Segment Start: PASSAGE FOR REVIEW
If you walk along Portland’s waterfront park right now the wind and rain will often make the air around you twirl with petals of cherry blossoms. The area around the Japanese American Plaza – commemorating the internment of the Japanese  during WW II – is filled with blooming cherry trees that were imported from Japan, a gift of the Japanese Grain Importers Association, planted 28 years ago.

Giving these trees as a gift is not a new tradition – after all, in 1912 Washington D.C. received 3000 of them as an expression of goodwill from Japan. 5 years ago, Takamichi Okabe, Consul-General of Japan at that time in PDX, explained: “Sakura [cherry] is one of the most beloved flowers in Japan… it is a symbol of Japanese sensitivity of natural beauty, and it is also a symbol of the friendship between the U.S. and Japan.”

Large numbers of blossoms, then, matched by an almost equally large number of photographers. This weekend you could not walk amongst the trees at the north end of the parkway without bumping into someone with iPhone or camera.

 

 

 

 

At the south end of the parkway it was a completely different scene. Potluck in the Park set up their free Sunday meal under the ramp of the Hawthorne Bridge, with endless lines of the homeless waiting to get something to eat. The Non-Profit has been fighting hunger even before those cherry trees were planted – since 1991 nobody in Portland needs to go without a warm meal on Sundays – the numbers of people fed on that day range between 400 and 600, all based on donations and volunteers who provide the food and serve. They lost their original space at O’Bryant Square and so the off ramp of a bridge has to do.

Get to know all about how we are feeding Portland homeless

I got to talk to a relatively young woman who had decorated her place setting on a fence post above the river with flowers. She had her walking (and defense) stick adorned with found objects to make it beautiful. A poignant expression of creativity thriving amidst all the adversity.
Segment End: PASSAGE FOR REVIEW
Segment Start: RECORDED DATA
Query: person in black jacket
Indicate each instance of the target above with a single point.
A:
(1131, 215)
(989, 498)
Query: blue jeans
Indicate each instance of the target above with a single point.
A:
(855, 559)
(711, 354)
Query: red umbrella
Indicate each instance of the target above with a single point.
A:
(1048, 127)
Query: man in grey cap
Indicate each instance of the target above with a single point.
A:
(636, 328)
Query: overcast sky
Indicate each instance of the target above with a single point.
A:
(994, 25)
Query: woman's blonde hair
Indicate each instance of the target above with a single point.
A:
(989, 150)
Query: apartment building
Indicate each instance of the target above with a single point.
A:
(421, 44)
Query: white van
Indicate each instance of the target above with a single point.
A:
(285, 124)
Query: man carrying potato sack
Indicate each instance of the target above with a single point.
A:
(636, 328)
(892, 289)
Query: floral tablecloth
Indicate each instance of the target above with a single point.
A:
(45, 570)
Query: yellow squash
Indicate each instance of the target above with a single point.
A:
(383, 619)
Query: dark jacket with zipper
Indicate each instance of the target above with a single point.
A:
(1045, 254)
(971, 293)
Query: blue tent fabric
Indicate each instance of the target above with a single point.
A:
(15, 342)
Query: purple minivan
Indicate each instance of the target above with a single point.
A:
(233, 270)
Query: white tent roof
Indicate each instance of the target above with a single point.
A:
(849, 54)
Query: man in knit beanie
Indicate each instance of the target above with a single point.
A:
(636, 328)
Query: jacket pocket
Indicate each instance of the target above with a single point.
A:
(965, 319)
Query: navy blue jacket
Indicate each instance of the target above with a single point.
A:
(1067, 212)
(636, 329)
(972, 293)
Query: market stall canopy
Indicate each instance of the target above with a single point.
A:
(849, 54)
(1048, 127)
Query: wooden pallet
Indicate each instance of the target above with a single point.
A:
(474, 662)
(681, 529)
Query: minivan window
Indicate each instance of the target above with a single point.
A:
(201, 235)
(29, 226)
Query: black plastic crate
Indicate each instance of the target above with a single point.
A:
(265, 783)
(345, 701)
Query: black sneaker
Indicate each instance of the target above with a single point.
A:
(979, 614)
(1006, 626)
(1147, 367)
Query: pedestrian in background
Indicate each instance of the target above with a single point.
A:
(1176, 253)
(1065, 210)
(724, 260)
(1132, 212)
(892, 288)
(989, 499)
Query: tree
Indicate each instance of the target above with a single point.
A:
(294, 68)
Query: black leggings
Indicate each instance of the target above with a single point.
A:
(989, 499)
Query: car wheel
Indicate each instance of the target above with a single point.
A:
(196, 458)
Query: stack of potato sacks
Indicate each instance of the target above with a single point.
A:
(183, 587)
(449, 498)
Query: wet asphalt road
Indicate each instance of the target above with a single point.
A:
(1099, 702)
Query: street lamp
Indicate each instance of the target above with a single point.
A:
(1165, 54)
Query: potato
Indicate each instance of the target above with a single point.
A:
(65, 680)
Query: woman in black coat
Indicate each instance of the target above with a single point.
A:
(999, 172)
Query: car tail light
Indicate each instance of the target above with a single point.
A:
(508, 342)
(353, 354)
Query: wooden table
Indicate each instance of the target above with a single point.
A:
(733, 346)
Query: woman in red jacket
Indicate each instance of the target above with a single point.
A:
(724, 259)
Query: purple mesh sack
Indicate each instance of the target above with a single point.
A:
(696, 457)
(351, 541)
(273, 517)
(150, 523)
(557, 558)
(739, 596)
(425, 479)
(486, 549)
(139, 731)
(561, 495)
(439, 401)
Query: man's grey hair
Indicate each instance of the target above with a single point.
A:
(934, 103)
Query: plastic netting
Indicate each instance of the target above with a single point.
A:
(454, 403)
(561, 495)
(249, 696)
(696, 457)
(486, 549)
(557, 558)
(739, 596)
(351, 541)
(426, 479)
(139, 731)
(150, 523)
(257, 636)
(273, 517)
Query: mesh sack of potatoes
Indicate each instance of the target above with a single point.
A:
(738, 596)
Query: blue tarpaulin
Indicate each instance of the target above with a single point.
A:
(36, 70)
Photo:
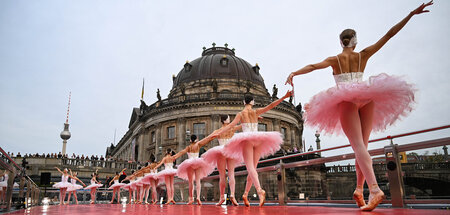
Segment End: RECORDED DATA
▶ PROBLEMS AND TASKS:
A - Answer these questions from the Portland waterfront passage, one per line:
(i) Which organization gave the cherry trees around the Japanese American Plaza?
(ii) How many cherry trees did Washington D.C. receive from Japan in 1912?
(iii) Where did Potluck in the Park set up its free Sunday meal?
B - From the Portland waterfront passage, extract the stretch from "At the south" through "bridge has to do.".

▶ EXPECTED RESULTS:
A -
(i) The Japanese Grain Importers Association
(ii) 3000
(iii) Under the ramp of the Hawthorne Bridge

B -
At the south end of the parkway it was a completely different scene. Potluck in the Park set up their free Sunday meal under the ramp of the Hawthorne Bridge, with endless lines of the homeless waiting to get something to eat. The Non-Profit has been fighting hunger even before those cherry trees were planted – since 1991 nobody in Portland needs to go without a warm meal on Sundays – the numbers of people fed on that day range between 400 and 600, all based on donations and volunteers who provide the food and serve. They lost their original space at O’Bryant Square and so the off ramp of a bridge has to do.